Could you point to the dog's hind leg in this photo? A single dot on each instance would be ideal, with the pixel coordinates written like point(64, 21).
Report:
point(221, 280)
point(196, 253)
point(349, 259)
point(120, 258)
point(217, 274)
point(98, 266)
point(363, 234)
* * *
*The exercise*
Print all the rows above again, unchanged and in the same order.

*Answer*
Could you point to the dog's hind leg in this photo? A single dot on each instance would be ideal, with the pixel coordinates written like point(64, 21).
Report:
point(221, 280)
point(196, 253)
point(349, 259)
point(120, 258)
point(217, 274)
point(98, 266)
point(363, 234)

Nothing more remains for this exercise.